(Data entries)
··········

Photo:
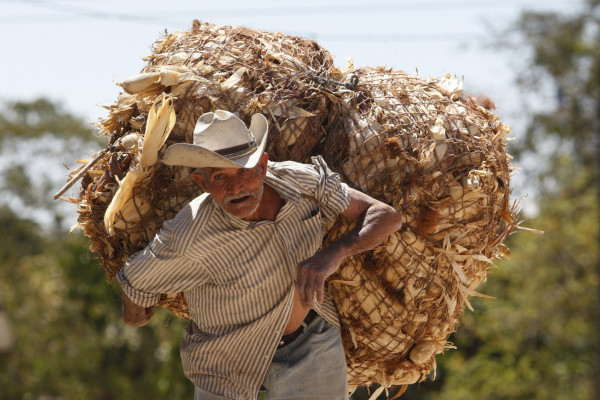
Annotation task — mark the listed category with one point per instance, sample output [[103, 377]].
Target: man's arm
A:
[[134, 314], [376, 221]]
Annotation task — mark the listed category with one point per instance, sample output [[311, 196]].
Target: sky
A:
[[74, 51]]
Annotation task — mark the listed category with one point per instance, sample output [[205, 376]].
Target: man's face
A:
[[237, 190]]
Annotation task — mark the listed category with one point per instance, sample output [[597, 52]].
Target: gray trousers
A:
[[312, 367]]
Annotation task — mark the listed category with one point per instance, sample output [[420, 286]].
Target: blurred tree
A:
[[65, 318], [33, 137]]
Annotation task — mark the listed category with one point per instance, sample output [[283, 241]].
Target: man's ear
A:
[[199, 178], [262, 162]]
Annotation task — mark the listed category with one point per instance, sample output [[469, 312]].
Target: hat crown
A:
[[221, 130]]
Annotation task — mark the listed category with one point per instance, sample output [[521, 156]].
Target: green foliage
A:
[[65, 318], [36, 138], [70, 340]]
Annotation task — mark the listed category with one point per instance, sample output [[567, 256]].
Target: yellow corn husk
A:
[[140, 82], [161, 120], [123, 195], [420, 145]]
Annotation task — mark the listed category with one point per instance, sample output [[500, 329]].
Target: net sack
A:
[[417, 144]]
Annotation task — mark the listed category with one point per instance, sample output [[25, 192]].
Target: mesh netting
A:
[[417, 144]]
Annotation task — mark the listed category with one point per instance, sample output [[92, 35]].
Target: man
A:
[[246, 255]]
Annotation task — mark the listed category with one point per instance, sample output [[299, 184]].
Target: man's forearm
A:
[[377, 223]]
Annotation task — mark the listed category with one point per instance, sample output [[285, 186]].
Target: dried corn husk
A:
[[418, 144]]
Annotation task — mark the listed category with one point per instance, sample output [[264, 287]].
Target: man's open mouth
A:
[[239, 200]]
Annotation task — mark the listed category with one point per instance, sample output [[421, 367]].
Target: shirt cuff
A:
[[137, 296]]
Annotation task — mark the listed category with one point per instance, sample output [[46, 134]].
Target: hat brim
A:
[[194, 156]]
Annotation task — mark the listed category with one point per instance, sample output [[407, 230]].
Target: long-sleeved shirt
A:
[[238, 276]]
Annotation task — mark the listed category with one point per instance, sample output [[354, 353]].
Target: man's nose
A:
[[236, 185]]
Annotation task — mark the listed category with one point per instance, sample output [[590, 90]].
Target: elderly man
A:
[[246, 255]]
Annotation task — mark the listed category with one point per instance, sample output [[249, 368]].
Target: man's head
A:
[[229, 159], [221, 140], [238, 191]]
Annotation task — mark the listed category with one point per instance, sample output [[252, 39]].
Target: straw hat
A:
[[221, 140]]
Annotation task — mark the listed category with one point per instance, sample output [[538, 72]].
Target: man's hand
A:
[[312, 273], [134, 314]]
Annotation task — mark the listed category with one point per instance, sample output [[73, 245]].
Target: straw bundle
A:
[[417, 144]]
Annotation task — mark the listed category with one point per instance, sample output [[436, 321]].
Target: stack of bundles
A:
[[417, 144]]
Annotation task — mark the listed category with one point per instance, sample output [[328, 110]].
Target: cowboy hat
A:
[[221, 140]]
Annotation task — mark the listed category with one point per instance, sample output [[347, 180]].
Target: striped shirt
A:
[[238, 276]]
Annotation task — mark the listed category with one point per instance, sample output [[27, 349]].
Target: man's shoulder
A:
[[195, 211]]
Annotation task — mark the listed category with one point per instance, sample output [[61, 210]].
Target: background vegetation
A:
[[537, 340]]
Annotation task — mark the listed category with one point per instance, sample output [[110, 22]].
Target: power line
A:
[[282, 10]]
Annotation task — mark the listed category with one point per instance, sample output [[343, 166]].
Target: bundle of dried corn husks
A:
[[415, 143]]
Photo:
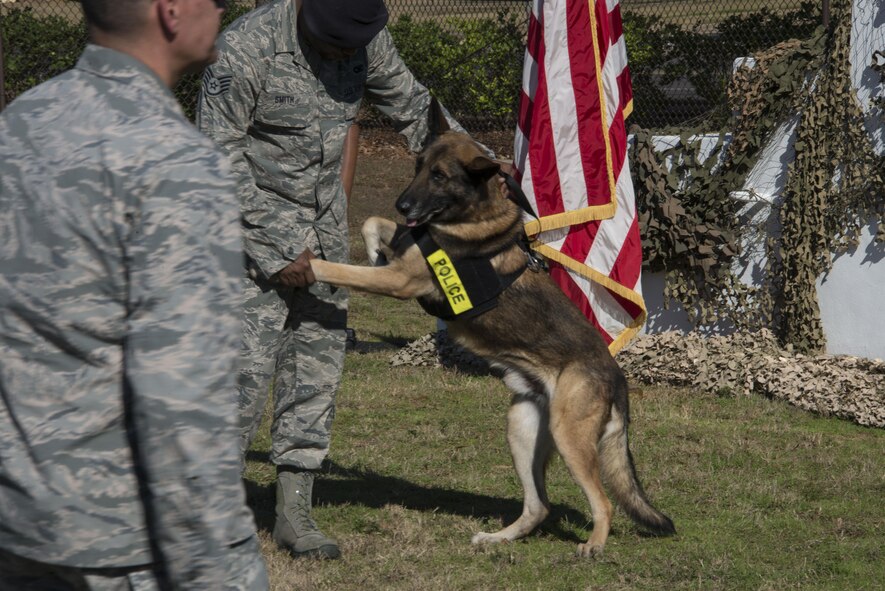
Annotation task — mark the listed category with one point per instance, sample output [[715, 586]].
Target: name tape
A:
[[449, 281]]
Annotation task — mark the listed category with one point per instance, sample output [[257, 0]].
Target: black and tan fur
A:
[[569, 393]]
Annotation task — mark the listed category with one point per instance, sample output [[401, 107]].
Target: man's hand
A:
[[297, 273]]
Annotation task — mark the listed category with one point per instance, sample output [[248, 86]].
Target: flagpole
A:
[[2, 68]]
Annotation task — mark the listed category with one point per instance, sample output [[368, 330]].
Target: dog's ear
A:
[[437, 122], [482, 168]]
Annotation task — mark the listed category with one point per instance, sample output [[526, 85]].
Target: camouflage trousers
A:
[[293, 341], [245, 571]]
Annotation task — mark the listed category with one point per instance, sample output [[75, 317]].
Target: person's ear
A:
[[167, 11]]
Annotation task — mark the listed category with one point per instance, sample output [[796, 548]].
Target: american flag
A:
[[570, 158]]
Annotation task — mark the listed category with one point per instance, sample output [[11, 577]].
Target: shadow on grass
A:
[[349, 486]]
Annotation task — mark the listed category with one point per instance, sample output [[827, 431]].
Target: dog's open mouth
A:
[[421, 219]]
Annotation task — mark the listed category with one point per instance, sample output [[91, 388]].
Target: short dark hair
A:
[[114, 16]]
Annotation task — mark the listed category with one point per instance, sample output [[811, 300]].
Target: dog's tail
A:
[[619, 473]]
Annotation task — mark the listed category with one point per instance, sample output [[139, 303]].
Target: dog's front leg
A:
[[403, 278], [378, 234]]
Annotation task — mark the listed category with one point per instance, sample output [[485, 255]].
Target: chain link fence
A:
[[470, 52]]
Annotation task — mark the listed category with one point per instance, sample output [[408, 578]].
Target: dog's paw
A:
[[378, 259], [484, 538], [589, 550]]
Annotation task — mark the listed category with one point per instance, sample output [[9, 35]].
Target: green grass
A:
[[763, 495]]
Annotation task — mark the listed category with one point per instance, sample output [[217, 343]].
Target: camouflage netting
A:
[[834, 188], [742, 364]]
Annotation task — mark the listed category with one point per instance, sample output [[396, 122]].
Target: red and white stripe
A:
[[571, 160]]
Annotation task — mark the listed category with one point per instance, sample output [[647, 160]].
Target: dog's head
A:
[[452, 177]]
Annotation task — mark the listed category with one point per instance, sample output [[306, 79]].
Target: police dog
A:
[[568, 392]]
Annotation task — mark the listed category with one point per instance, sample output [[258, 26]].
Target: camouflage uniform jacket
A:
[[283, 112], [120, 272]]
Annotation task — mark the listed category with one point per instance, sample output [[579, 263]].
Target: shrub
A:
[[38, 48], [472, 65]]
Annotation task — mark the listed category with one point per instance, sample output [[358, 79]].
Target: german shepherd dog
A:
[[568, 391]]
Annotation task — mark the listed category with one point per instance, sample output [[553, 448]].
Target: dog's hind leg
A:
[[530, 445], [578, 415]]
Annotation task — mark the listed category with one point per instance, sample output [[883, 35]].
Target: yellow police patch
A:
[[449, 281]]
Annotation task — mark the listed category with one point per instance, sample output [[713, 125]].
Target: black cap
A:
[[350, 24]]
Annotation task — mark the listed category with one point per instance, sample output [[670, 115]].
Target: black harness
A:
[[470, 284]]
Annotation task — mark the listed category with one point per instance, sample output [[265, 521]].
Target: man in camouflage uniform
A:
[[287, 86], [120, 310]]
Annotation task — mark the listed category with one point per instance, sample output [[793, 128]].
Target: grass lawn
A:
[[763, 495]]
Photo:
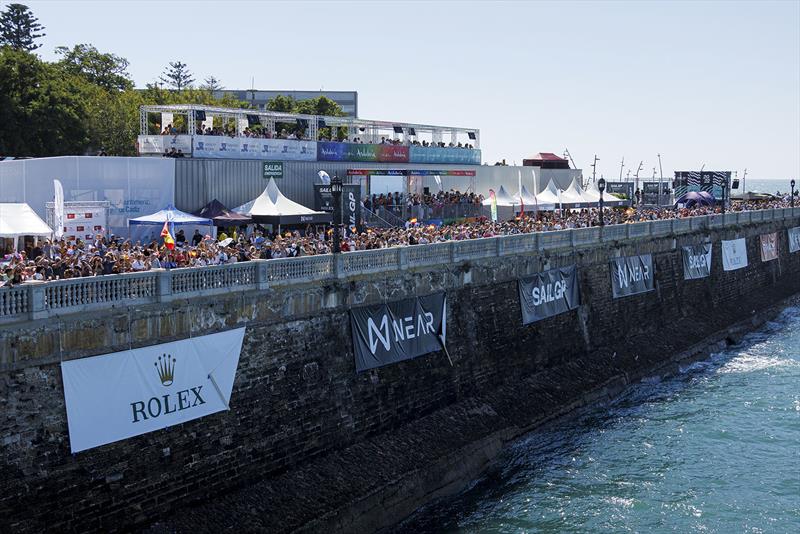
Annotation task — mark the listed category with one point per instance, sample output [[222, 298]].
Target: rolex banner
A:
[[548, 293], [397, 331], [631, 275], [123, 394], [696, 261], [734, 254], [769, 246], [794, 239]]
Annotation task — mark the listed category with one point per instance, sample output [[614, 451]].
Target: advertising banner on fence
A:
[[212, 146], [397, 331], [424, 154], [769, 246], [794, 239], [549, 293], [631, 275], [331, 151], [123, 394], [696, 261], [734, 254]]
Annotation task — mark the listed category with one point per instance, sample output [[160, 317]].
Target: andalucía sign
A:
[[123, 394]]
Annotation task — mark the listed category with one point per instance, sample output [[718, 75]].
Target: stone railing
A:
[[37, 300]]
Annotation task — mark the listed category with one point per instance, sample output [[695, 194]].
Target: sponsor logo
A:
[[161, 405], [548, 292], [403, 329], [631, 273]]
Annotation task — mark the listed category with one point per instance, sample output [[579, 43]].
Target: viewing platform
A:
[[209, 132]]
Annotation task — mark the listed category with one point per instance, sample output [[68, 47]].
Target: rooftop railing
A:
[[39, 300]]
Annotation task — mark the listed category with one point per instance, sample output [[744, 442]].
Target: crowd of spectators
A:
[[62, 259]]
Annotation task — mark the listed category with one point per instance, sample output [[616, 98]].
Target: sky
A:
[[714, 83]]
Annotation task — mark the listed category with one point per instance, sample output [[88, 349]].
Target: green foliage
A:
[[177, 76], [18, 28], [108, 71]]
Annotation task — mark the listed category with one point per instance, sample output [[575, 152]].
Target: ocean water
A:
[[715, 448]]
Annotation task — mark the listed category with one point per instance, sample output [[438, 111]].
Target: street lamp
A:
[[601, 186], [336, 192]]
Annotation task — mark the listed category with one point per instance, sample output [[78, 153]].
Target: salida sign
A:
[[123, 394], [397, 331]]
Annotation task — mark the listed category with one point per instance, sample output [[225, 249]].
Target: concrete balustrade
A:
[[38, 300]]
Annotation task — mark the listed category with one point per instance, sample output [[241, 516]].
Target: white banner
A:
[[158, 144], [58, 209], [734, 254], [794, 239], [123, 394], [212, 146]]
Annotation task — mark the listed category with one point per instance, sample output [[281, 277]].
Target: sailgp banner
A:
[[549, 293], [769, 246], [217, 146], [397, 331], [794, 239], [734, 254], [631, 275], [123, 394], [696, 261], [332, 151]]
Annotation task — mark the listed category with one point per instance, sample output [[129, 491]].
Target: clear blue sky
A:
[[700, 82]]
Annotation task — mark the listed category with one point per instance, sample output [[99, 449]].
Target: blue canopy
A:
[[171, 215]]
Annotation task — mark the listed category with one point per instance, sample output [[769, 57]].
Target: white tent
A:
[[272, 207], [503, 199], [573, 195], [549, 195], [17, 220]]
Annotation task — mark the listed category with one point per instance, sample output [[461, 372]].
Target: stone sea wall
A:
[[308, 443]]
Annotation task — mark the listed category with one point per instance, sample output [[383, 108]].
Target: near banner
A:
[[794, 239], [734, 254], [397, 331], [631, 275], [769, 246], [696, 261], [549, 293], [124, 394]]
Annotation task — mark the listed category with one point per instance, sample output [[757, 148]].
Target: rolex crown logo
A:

··········

__Work item__: Where a line of the records contains the word "grass", count it; state only the final tally.

__Response to this exercise__: 3